**Requirement 1:** Reproduce the news item on the Warren K. Lewis Award in its entirety, word for word.

BEGIN Text block

Excellence in Education

Tuesday, July 30, 2024

UC Santa Barbara chemical engineering professor James B. Rawlings has received the most prestigious award for chemical engineering education in the U.S., the Warren K. Lewis Award for Chemical Engineering Education from the American Institute of Chemical Engineers (AIChE). The prize, named after one of the founders of the chemical engineering discipline, recognizes distinguished and continuing contributions to education in the field. Rawlings, the Mellichamp Process Control Chair at UCSB, was cited for “groundbreaking research in theory and application of model predictive control, and for leadership in education through landmark textbooks and industrial short courses.”

“I originally started out on an academic career because it enabled me to pursue both of my main professional interests: teaching and research,” said Rawlings, an elected member of the National Academy of Engineering. “And it is very gratifying these many years later to be recognized by my colleagues at AIChE for my education activities. I’ve always felt that dedication to teaching is one way to pay back the many outstanding educators who took an interest in me as a student and showed me how to think clearly about science and engineering.”

END Text block
BEGIN Supplied data

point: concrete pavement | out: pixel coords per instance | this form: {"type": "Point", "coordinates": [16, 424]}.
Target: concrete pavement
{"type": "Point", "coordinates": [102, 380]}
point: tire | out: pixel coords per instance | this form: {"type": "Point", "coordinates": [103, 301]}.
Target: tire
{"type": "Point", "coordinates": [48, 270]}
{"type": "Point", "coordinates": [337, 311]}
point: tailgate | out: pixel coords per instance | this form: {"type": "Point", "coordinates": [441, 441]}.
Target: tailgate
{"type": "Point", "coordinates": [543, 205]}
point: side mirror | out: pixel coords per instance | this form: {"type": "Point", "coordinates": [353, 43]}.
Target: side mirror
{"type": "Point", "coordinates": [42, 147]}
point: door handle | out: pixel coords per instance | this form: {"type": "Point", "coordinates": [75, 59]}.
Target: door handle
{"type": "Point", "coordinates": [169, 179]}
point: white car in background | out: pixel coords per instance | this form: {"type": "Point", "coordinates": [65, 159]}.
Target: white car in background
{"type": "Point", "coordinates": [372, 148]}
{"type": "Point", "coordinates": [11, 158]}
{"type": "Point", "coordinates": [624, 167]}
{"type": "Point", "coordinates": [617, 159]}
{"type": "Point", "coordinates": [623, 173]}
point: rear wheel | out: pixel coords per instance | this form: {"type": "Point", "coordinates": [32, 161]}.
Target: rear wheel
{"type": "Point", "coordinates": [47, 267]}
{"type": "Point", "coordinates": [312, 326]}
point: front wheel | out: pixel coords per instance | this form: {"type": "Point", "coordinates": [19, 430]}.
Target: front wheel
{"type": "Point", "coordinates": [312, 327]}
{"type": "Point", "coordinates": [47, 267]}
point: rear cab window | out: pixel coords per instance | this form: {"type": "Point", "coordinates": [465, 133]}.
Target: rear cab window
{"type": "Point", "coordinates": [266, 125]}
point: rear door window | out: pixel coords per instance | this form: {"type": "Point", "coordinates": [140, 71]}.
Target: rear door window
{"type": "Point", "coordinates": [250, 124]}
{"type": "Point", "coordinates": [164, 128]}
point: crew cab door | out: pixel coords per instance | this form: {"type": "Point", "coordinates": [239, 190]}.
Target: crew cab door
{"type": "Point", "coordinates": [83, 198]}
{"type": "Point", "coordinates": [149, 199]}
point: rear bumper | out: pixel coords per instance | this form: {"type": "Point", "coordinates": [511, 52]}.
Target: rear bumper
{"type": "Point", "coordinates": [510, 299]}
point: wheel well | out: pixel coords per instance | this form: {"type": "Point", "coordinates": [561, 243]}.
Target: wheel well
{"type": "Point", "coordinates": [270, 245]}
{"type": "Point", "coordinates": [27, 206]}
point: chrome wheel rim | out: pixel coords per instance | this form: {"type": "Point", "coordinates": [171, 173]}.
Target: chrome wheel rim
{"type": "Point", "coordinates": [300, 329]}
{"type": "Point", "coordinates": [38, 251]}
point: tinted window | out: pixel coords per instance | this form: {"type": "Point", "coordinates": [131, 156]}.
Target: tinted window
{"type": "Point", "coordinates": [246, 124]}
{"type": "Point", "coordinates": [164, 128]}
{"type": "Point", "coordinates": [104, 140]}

END Supplied data

**Requirement 2:** Transcribe the listing from the line containing "point: tinted window" through the last line of the listing, both ends included, and give only those lines.

**Full answer 1:**
Excellence in Education

Tuesday, July 30, 2024

UC Santa Barbara chemical engineering professor James B. Rawlings has received the most prestigious award for chemical engineering education in the U.S., the Warren K. Lewis Award for Chemical Engineering Education from the American Institute of Chemical Engineers (AIChE). The prize, named after one of the founders of the chemical engineering discipline, recognizes distinguished and continuing contributions to education in the field. Rawlings, the Mellichamp Process Control Chair at UCSB, was cited for “groundbreaking research in theory and application of model predictive control, and for leadership in education through landmark textbooks and industrial short courses.”

“I originally started out on an academic career because it enabled me to pursue both of my main professional interests: teaching and research,” said Rawlings, an elected member of the National Academy of Engineering. “And it is very gratifying these many years later to be recognized by my colleagues at AIChE for my education activities. I’ve always felt that dedication to teaching is one way to pay back the many outstanding educators who took an interest in me as a student and showed me how to think clearly about science and engineering.”

**Full answer 2:**
point: tinted window | out: pixel coords per instance | this form: {"type": "Point", "coordinates": [131, 156]}.
Target: tinted window
{"type": "Point", "coordinates": [246, 124]}
{"type": "Point", "coordinates": [164, 128]}
{"type": "Point", "coordinates": [104, 140]}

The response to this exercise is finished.